(begin)
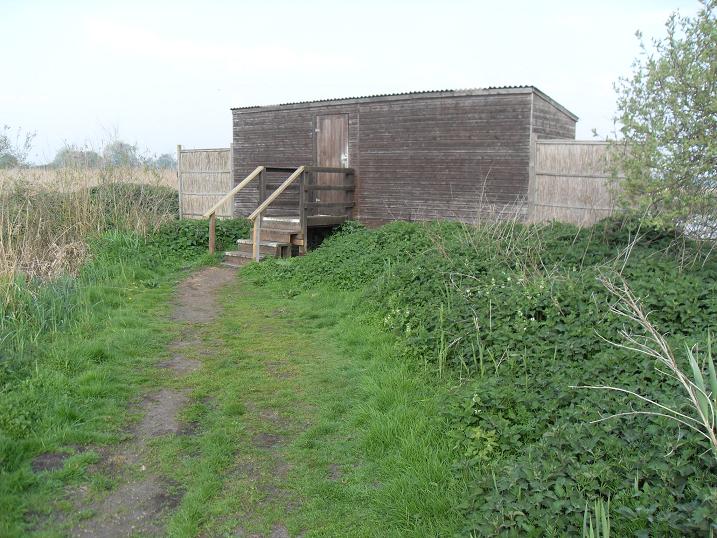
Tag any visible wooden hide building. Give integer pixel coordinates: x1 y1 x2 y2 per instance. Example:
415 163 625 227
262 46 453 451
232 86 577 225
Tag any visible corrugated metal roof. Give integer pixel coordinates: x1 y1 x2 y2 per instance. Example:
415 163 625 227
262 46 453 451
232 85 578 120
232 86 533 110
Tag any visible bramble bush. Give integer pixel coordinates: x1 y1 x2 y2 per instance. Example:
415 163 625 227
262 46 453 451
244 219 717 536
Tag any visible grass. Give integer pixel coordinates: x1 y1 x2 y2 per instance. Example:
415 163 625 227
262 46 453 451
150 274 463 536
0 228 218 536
(end)
### What this task involves
Can you reproduce every line of the entries above, requests included, after adding -108 to each bounding box coordinate in the answers? Leave the numbers in the requests and their sample lines unchanged, and omit the pictures.

### Answer in full
Tag any visible wooden hide building. Give integer pixel coordinates: x1 y1 x2 y2 per instance. Example:
415 163 625 227
262 46 453 451
124 -22 469 117
Tag any visible corrugated metal roof. Give integer pixel coordinates: x1 y1 x2 y2 per instance. Example:
415 163 625 227
262 46 453 451
124 -23 470 12
124 -22 425 2
Tag any visible bramble bush. Give integer pixel coordinates: x1 y1 x2 y2 per instance. Example:
415 163 625 227
262 46 453 451
136 111 609 428
Tag any visible grass. Give integer pixel coordinates: x1 y1 x2 y2 per instance. Example:
415 163 625 227
262 46 453 451
42 166 355 428
-108 120 110 428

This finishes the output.